**** MATERIAL PROVIDED
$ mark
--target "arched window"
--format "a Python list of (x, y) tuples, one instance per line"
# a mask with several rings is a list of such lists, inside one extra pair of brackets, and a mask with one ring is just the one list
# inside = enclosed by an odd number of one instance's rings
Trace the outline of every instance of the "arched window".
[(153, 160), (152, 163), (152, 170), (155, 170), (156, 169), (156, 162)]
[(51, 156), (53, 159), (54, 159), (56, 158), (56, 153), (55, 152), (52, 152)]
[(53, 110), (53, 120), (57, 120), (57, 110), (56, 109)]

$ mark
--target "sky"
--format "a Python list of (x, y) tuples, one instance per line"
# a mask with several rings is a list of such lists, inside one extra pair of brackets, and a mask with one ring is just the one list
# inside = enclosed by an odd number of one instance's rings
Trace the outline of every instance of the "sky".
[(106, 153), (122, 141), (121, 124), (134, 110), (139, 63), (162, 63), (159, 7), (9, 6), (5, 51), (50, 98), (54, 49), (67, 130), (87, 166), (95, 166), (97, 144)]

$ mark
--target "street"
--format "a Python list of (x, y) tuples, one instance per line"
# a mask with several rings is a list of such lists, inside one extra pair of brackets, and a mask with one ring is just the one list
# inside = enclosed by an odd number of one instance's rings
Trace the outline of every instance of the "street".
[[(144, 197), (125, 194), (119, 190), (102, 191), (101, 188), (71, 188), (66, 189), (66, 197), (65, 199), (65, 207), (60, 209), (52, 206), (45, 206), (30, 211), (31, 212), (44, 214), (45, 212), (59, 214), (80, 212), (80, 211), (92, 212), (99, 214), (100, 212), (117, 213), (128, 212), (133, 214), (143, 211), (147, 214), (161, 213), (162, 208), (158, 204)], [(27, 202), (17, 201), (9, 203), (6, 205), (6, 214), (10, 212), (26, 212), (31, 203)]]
********
WHAT IS ASKED. Locate every line in the items above that contains the string "arched" with matching case, and copy each such line.

WRITTEN ANSWER.
--target "arched window"
Trace the outline of every instance of the "arched window".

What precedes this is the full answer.